DIRECTIVE A - Pull out and copy every line of the records that contains the string "light".

○ ○ ○ ○

I will be building a new fence. It will have the hollow vinyl posts and vinyl slats that are supposed to be good for holding in livestock. I have a 3PH mounted PTO driven cement mixer and a 3PH mounted PHD. Unless someone gives me good reasons to do otherwise I am thinking I will use the PHD to auger 12 inch diameter holes. I also have a 9 inch auger but I need to be sure I can place the posts DEAD ON layout so the extra "wiggle" room from the larger hole may be a good idea even though it takes more materials and effort to fill the hole.

I am planning to fill the hole with a mixture of limestone "screenings" (small gravel down to dust and everything in between) and Portland cement. I may add some larger gravel if that meets with significant approval here on TBN.

I do not intend to add water to the mix but will use the mixer to mix the dry ingredients, fill tamp, fill tamp, etc. and then let ground moisture cure the cement over time.

I will fill the hollow posts from the bottom to the height of the first plank with the mixture. This should help prevent the post from collapsing at ground level from a good side load (say a 1000 pounder leans into it.) Does anyone think I should use a different recipe for the "grout" I put inside the post? Even filling a post with sand makes it stronger as it prevents premature collapse and easy bending.

I can "drill" all the holes and then change implements to the mixer to set the posts. If there is sufficient commentary regarding adding water I would consider adding water to the holes in advance and pouring some on top afterwards but I really don't want to have to transport enough water to mix regular concrete and deal with the wet mud. I haven't measured the proposed fence line yet but estimate a bit over a quarter mile. This is a DIY project with some help from an experienced friend.

To help ensure that the fence does indeed contain stock I will drill holes in the vinyl plastic posts and thread a hot wire through it attached to a powerful fence charger. That way when they try to stick their head through to access the GREENER grass on the other side they will get a negative reinforcement. I had a custom HD fencer built that is supposed to be good for bulls and beefalo and runs on 12 volts. I will install solar electric panels and a deep cycle battery to power the charger.

Any comments are welcome. If this post belongs somewhere else, let me know.

Pat
 
   / Fence Building Questions #2  
Also take note of your area's winter time low temps. Vinyl will shatter in extreme cold if kicked hard enough ...

I used to want vinyl for my horses, thinking that it looked so nice, but after a while, it looks too nice ... not rustic enough for my tastes... to each his own ! :)

Good luck on the fence and be sure to post a pic or 5

Don't forget to put some concrete in the holes where the gates are located ...
 
   / Fence Building Questions #3  
FWIW (For what its worth) we have a white vinly fence in our neighborhood that boarders the road. It does look good but it has some holes in it from the mowers shooting out rocks at it. It also gets a lot of green mold at the bottom. I would have preferred a brown fence.
For cost & ruggedness reasons, I put up a 1/2 acer wood fence for my little horses (Great Danes) but my concern is the maintenance in 5 to 10 years.

Good luck.
 
   / Fence Building Questions #4  
patrick_g said:
I will be building a new fence. It will have the hollow vinyl posts and vinyl slats that are supposed to be good for holding in livestock.

Pat,

When you say "vinyl slats" are you refering to a three or four rail fence? I'm putting in a vinyl three rail fence on my place and have a few thoughts on it.

○ ○ ○ ○

DIRECTIVE B - Please extend the fence-building forum thread, picking up right after its final sentence.

EXTRACTED RECORDS -
○ ○ ○ ○

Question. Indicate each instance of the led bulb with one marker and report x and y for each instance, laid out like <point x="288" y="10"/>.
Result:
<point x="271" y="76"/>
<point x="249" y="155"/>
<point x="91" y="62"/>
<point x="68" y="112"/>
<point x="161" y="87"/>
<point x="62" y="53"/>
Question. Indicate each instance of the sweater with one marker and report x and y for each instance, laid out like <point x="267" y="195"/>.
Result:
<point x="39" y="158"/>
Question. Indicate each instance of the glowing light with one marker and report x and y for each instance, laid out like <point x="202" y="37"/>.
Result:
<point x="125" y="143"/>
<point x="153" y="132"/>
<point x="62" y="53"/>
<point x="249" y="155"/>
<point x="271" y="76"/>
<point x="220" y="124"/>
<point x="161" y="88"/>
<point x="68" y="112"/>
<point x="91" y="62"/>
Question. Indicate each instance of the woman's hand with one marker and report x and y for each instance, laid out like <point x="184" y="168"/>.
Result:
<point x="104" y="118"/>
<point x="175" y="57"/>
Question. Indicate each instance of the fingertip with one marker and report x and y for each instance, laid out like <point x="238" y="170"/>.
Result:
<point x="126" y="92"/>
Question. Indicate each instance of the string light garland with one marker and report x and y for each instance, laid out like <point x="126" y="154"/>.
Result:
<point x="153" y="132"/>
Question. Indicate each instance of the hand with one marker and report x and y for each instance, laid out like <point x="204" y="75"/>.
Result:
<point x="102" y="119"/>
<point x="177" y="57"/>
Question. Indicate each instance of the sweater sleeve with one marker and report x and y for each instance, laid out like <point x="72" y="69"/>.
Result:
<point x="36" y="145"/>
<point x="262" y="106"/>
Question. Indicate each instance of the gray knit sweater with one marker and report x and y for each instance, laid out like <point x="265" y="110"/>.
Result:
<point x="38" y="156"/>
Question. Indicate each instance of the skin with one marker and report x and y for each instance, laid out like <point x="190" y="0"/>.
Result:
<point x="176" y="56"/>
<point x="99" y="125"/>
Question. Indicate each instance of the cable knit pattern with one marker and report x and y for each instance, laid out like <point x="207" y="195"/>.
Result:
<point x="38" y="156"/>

○ ○ ○ ○

EXERCISE RESPONSE A -
Question. Indicate each instance of the glowing light with one marker and report x and y for each instance, laid out like <point x="202" y="37"/>.
Question. Indicate each instance of the string light garland with one marker and report x and y for each instance, laid out like <point x="126" y="154"/>.

EXERCISE RESPONSE B -
Do you have the fence or know who you are buying it from yet? I shopped around and decided to buy mine from Gardner Fence Systems - Horse Fencing and PVC Fencing for $3.25 a foot. I bought 1,000 feet at the time and the tool to crimp the ends when you cut a rail. The tool was around $100 and they said they'd buy it back for that price when I was done with it.

My experience with vinyl fence started out about 15 years ago when my girfriend at the time had a horse and the people who owned the boarding facility put up vinyl fence there. It worked fine for keeping the horses in at first, but then the fence started to fall apart. They didn't set the posts very well and they moved. They added concrete and that helped, but the fence was also cheap, solid PVC and it got brittle. The last time I was there, it was in peices from either the animals, or something else.

I was very sceptical of vinyl fence after that and refused to consider it for myself for a very long time. Then I read about the new methods for making it and how they solved those strength and age issues by first creating the post from a material that isn't affected by the weather. I forget the name of it, but it's a gray color inside the posts. Then they put a white materail on the outside of the post to give it the white color. This bonding process is what you need to be sure to have when selecting a fence. Neither Home Depot or Lowes sell this type of posts. The rails are solid white vinyl with ribs in the middle for strength. I've never heard of them failing, it's just the posts that had problems.

I use a 12 inch auger with mine and also keep my clamshells with me when putting in posts. It's a trick to get the auger in the exact right spot and keep it there when starting it. I've found that using a shovel to start the hole before putting the auger in there gurantees that the auger wont wonder. The next problem is keeping it straight all the way down. If my wife is around, she'll watch to make sure nothing changes, but if I'm working by myself, it's very dificult to keep it straight on every hole. Things like roots and rocks in the ground will turn the bit and you end up with an angled hole. Once this happens, there's no way to straighten it out.

This is where the clamshells are so important. Lots of holes need straightening after they are dug!!!

From your other posts, I know you are a very detailed and precise person, so this might not apply to you, but I can't dig more then a few holes at a time without getting off course. I can measure out twenty holes, but by the tenth one, things have changed and I'm digging by hand to get the holes lined up and spaced properly again. When I work with Steph, we drill a hole and set the post one at a time. This way each one is exact and perfect with minimal fuss. When I work alone, I drill several holes and then curse myself for being in a rush!! hahahaha

I can't comment on your mixture for filling the posts as I just use clay to pack mine. About every hundred feet or so, I set one in concrete and fill it all the way up. They say to put two pieces of rebar in oposite corners first, then fill with concrete. I don't have any animals yet, so it's anybodies guess wether this is suffiicient or not.

Gates are something that vinyl fences really fall short on. From what I've seen, the gates made from vinyl fence are pure junk. The have a few variations of posts that you can use to make them strong, but none are realy all that great.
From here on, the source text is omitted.